## START
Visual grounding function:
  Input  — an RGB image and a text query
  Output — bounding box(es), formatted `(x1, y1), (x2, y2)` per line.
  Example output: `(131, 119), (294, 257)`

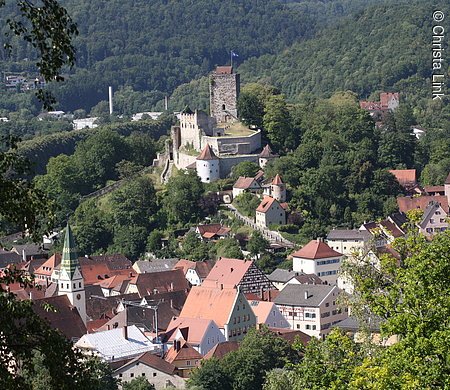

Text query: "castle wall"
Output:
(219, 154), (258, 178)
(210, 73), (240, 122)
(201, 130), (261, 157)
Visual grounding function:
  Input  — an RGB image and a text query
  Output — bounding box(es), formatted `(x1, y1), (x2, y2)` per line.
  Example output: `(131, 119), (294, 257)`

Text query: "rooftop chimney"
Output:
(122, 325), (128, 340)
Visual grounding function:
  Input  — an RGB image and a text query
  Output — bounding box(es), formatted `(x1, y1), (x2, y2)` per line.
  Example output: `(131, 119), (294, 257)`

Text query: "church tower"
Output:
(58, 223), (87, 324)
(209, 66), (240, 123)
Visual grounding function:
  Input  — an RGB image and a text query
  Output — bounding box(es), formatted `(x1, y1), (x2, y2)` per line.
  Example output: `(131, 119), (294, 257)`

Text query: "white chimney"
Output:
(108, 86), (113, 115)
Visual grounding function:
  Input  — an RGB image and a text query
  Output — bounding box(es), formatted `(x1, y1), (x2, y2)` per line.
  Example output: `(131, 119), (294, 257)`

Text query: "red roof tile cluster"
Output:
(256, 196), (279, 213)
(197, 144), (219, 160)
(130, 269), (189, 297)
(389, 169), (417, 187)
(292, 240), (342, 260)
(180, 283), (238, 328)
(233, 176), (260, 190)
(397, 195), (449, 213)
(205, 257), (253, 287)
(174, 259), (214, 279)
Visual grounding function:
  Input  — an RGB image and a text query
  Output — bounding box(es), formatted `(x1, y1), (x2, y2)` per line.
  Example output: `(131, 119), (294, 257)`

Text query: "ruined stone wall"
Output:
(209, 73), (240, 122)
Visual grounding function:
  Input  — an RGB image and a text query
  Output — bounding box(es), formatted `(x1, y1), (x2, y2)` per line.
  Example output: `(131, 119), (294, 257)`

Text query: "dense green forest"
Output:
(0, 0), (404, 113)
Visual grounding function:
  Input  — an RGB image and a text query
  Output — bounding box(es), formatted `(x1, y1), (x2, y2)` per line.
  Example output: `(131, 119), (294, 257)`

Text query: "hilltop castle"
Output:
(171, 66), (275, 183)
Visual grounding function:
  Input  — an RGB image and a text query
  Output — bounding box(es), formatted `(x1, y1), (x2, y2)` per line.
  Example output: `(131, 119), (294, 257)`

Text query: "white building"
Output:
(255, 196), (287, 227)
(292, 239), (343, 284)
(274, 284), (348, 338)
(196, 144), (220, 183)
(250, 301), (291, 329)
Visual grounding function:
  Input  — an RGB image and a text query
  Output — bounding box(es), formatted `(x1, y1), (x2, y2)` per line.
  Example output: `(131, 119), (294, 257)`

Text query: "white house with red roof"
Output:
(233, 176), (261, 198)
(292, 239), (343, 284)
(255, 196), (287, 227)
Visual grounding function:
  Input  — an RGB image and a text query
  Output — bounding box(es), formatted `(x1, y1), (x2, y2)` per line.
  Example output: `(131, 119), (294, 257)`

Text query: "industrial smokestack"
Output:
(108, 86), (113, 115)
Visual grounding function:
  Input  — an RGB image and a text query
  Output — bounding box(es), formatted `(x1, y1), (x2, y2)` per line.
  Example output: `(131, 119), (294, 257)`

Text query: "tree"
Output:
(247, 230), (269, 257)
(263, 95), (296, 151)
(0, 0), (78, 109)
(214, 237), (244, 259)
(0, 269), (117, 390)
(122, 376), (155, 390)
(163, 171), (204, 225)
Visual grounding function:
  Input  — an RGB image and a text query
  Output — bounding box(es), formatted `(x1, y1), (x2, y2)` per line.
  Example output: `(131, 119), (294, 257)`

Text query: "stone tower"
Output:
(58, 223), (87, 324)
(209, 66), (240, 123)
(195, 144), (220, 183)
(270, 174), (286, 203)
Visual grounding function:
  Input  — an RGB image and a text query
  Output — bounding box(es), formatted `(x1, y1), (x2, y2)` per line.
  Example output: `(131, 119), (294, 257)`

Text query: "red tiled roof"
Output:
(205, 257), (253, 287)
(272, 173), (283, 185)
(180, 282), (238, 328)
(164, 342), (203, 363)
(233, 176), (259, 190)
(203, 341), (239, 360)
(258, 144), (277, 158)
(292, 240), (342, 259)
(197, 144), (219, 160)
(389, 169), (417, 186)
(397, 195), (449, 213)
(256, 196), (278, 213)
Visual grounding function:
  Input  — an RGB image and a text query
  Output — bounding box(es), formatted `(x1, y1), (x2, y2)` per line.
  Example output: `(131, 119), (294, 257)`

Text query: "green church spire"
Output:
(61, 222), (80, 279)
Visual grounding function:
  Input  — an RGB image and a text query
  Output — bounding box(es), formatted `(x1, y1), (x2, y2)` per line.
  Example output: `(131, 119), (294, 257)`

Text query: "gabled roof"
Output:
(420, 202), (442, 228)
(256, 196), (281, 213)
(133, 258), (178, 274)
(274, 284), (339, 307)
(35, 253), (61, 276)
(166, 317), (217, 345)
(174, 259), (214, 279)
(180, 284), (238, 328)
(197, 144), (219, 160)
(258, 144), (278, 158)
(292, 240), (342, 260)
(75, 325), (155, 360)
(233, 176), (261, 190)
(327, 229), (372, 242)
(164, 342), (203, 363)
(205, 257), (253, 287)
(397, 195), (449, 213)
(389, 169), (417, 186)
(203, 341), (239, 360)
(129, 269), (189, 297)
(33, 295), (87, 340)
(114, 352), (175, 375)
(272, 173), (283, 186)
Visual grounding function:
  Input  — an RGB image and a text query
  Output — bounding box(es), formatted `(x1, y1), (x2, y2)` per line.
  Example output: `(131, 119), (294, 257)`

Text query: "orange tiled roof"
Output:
## END
Turn every line of the records above into a Markdown table with the columns Row and Line, numbering the rows and skipping blank lines. Leave the pictures out of the table.

| Row | Line |
|---|---|
| 1 | Visual grounding function: |
| 2 |   Input  — an RGB image and a text query |
| 3 |   Output — bounding box(es), formatted `(x1, y1), (x2, y2)` per line. |
| 4 |   Example output: `(131, 119), (294, 257)` |
| 5 | Text query: "castle wall" |
| 6 | Output: |
| 7 | (219, 154), (258, 178) |
| 8 | (210, 73), (240, 122) |
| 9 | (201, 130), (261, 157) |
| 10 | Visual grounding function: |
| 11 |   Input  — an RGB image and a text query |
| 12 |   Output — bounding box(es), formatted `(x1, y1), (x2, y2)` per line. |
| 13 |   Example output: `(131, 119), (294, 257)` |
| 14 | Text query: "rooftop chimney" |
| 15 | Output: |
| 16 | (122, 325), (128, 340) |
| 17 | Visual grounding function: |
| 18 |   Input  — an RGB image and a text query |
| 19 |   Output — bounding box(es), formatted `(x1, y1), (x2, y2)` per line. |
| 20 |   Example output: `(131, 119), (294, 257)` |
| 21 | Text query: "church tower" |
| 22 | Output: |
| 23 | (58, 223), (87, 324) |
| 24 | (209, 66), (240, 123) |
| 25 | Visual grounding function: |
| 26 |   Input  — an RGB image and a text query |
| 27 |   Output — bounding box(es), formatted `(x1, y1), (x2, y2)` per line. |
| 28 |   Example output: `(131, 119), (294, 257)` |
| 29 | Text query: "white chimney" |
| 30 | Output: |
| 31 | (108, 86), (113, 115) |
| 32 | Visual grounding function: |
| 33 |   Input  — an RGB image and a text query |
| 34 |   Output — bounding box(es), formatted `(x1, y1), (x2, y2)` per line. |
| 35 |   Example output: `(131, 119), (294, 257)` |
| 36 | Text query: "red roof tile cluster" |
| 37 | Output: |
| 38 | (256, 196), (279, 213) |
| 39 | (197, 144), (219, 160) |
| 40 | (130, 269), (189, 297) |
| 41 | (389, 169), (417, 187) |
| 42 | (292, 240), (342, 260) |
| 43 | (180, 283), (238, 328) |
| 44 | (233, 176), (260, 190) |
| 45 | (397, 195), (449, 213) |
| 46 | (205, 257), (253, 287) |
| 47 | (174, 259), (214, 279) |
| 48 | Visual grounding function: |
| 49 |   Input  — an RGB image and a text query |
| 50 |   Output — bounding box(es), formatted `(x1, y1), (x2, y2)` per line. |
| 51 |   Example output: `(131, 119), (294, 257)` |
| 52 | Text query: "ruined stone wall" |
| 53 | Output: |
| 54 | (209, 73), (240, 122) |
| 55 | Visual grounding function: |
| 56 |   Input  — an RGB image and a text query |
| 57 |   Output — bounding box(es), formatted `(x1, y1), (x2, y2)` per line. |
| 58 |   Example output: `(131, 119), (294, 257)` |
| 59 | Text query: "dense green forest" |
| 60 | Output: |
| 61 | (0, 0), (404, 113) |
| 62 | Visual grounding function: |
| 63 |   Input  — an RGB image and a text query |
| 64 |   Output — bounding box(es), formatted `(x1, y1), (x2, y2)` per line. |
| 65 |   Example output: `(131, 119), (294, 257)` |
| 66 | Text query: "hilltop castle" |
| 67 | Output: |
| 68 | (171, 66), (275, 183) |
| 69 | Visual grounding function: |
| 70 |   Input  — an RGB image and a text query |
| 71 |   Output — bounding box(es), formatted `(x1, y1), (x2, y2)` per line. |
| 72 |   Example output: `(131, 119), (294, 257)` |
| 73 | Text query: "white building" |
| 74 | Output: |
| 75 | (255, 196), (287, 227) |
| 76 | (292, 239), (343, 284) |
| 77 | (274, 284), (348, 338) |
| 78 | (196, 144), (220, 183) |
| 79 | (250, 301), (291, 329) |
| 80 | Visual grounding function: |
| 81 |   Input  — an RGB image and a text query |
| 82 |   Output — bounding box(es), formatted `(x1, y1), (x2, y2)` per line. |
| 83 |   Example output: `(131, 119), (294, 257)` |
| 84 | Text query: "white house with red roof" |
| 85 | Output: |
| 86 | (233, 176), (261, 198) |
| 87 | (292, 239), (343, 284) |
| 88 | (255, 196), (287, 227) |
| 89 | Visual grounding function: |
| 90 |   Input  — an RGB image and a text query |
| 91 |   Output — bounding box(es), formatted `(x1, y1), (x2, y2)` per line. |
| 92 |   Example output: `(131, 119), (294, 257)` |
| 93 | Text query: "industrial smokestack" |
| 94 | Output: |
| 95 | (108, 86), (113, 115) |
| 96 | Visual grounding function: |
| 97 |   Input  — an RGB image and a text query |
| 98 |   Output — bounding box(es), formatted `(x1, y1), (x2, y2)` per line. |
| 99 |   Example output: `(131, 119), (294, 257)` |
| 100 | Text query: "tree" |
| 101 | Output: |
| 102 | (247, 230), (269, 257) |
| 103 | (263, 95), (296, 151) |
| 104 | (0, 0), (78, 109) |
| 105 | (214, 237), (244, 259) |
| 106 | (0, 269), (117, 390) |
| 107 | (122, 376), (155, 390) |
| 108 | (163, 171), (204, 225) |
| 109 | Visual grounding function: |
| 110 |   Input  — an RGB image and a text query |
| 111 |   Output — bounding box(es), formatted `(x1, y1), (x2, y2)` per line. |
| 112 |   Example output: `(131, 119), (294, 257)` |
| 113 | Text query: "stone tower" |
| 114 | Output: |
| 115 | (58, 223), (87, 324) |
| 116 | (209, 66), (240, 123) |
| 117 | (195, 144), (220, 183) |
| 118 | (270, 174), (286, 203) |
| 119 | Visual grounding function: |
| 120 |   Input  — an RGB image and a text query |
| 121 |   Output — bounding box(es), formatted `(x1, y1), (x2, y2)` per line. |
| 122 |   Example output: `(131, 119), (294, 257)` |
| 123 | Text query: "red tiled roof" |
| 124 | Output: |
| 125 | (205, 257), (253, 287) |
| 126 | (272, 173), (283, 185) |
| 127 | (180, 282), (238, 328) |
| 128 | (164, 342), (203, 363) |
| 129 | (233, 176), (259, 190) |
| 130 | (203, 341), (239, 360) |
| 131 | (258, 144), (277, 158) |
| 132 | (292, 240), (342, 259) |
| 133 | (197, 144), (219, 160) |
| 134 | (389, 169), (417, 186) |
| 135 | (397, 195), (449, 213) |
| 136 | (256, 196), (278, 213) |
| 137 | Visual grounding function: |
| 138 |   Input  — an RGB image and a text query |
| 139 |   Output — bounding box(es), formatted `(x1, y1), (x2, y2)` per line. |
| 140 |   Example output: `(131, 119), (294, 257)` |
| 141 | Text query: "green church spire" |
| 142 | Output: |
| 143 | (61, 222), (80, 279) |
| 144 | Visual grounding function: |
| 145 |   Input  — an RGB image and a text query |
| 146 |   Output — bounding box(es), formatted `(x1, y1), (x2, y2)` per line. |
| 147 |   Example output: `(131, 119), (294, 257)` |
| 148 | Text query: "gabled roof" |
| 149 | Output: |
| 150 | (420, 202), (442, 228) |
| 151 | (256, 196), (281, 213) |
| 152 | (133, 258), (178, 274) |
| 153 | (274, 284), (339, 307) |
| 154 | (35, 253), (61, 276) |
| 155 | (166, 317), (217, 345) |
| 156 | (174, 259), (214, 279) |
| 157 | (180, 284), (238, 328) |
| 158 | (197, 144), (219, 160) |
| 159 | (258, 144), (278, 158) |
| 160 | (292, 240), (342, 260) |
| 161 | (75, 325), (155, 360) |
| 162 | (233, 176), (261, 190) |
| 163 | (327, 229), (372, 242) |
| 164 | (164, 342), (203, 363) |
| 165 | (205, 257), (253, 287) |
| 166 | (397, 195), (449, 213) |
| 167 | (389, 169), (417, 186) |
| 168 | (203, 341), (239, 360) |
| 169 | (129, 269), (189, 297) |
| 170 | (33, 295), (87, 340) |
| 171 | (114, 352), (175, 375) |
| 172 | (272, 173), (283, 186) |
| 173 | Visual grounding function: |
| 174 |   Input  — an RGB image and a text query |
| 175 |   Output — bounding box(es), formatted `(x1, y1), (x2, y2)` per line. |
| 176 |   Example output: `(131, 119), (294, 257)` |
| 177 | Text query: "orange tiled roof" |
| 178 | Output: |